A run of records:
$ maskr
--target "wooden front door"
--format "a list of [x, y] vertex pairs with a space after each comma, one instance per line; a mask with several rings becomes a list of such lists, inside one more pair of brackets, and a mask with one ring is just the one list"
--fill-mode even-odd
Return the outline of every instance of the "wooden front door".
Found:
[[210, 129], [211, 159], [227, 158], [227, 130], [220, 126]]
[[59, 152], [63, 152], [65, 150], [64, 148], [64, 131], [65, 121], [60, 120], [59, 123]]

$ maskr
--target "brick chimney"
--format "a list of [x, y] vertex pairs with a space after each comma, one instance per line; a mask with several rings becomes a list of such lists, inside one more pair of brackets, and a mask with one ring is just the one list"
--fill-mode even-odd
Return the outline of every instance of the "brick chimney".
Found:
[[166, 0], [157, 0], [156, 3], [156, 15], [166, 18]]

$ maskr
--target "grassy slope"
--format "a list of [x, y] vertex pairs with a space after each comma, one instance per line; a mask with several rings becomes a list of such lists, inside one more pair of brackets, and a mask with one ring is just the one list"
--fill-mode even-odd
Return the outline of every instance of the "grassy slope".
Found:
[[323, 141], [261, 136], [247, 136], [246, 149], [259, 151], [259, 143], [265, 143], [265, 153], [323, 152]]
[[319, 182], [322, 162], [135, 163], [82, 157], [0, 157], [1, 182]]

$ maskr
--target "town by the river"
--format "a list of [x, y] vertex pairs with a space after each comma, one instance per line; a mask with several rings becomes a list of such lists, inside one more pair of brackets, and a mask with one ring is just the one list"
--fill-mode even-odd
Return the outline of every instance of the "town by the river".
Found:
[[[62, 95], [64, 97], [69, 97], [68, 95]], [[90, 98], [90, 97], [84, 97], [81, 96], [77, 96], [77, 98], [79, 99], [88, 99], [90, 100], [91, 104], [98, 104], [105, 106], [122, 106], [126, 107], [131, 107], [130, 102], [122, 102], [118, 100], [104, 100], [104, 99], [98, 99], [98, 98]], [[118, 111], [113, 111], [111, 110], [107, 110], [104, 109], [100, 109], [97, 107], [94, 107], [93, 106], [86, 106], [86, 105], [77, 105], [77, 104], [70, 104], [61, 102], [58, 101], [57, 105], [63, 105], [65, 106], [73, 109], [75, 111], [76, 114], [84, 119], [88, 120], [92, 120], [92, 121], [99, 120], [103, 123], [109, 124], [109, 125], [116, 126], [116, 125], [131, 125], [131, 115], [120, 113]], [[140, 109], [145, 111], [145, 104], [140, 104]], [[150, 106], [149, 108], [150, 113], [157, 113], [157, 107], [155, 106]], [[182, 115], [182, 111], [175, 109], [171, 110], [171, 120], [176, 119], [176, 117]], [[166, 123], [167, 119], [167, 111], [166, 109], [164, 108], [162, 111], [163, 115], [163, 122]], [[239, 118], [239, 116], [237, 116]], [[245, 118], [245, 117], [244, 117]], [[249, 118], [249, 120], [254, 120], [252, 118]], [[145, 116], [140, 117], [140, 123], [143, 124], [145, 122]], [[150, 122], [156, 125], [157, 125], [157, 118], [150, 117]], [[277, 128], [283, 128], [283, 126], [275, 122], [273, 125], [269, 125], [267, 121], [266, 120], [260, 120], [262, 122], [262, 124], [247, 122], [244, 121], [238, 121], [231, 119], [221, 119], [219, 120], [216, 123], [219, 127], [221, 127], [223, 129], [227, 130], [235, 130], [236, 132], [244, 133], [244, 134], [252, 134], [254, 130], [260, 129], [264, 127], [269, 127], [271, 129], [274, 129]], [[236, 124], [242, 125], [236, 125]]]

* * *

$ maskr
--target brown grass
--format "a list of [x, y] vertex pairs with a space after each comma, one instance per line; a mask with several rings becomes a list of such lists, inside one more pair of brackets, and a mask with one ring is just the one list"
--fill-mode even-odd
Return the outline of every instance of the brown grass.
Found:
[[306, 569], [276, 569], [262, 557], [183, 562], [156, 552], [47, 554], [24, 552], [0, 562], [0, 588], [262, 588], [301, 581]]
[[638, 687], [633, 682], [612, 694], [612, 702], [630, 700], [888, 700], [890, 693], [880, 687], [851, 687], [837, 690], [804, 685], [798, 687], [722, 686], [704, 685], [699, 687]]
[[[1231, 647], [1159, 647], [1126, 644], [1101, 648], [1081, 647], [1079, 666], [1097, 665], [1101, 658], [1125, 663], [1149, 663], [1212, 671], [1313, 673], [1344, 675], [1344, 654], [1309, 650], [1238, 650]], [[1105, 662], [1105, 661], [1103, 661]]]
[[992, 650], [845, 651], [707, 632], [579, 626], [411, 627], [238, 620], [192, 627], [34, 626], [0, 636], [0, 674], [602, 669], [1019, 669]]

**Objective**
Return every line of the records that contains the string "town". Case matters.

**Output of the exercise**
--target "town by the river"
Return the outline of every instance of the "town by the river".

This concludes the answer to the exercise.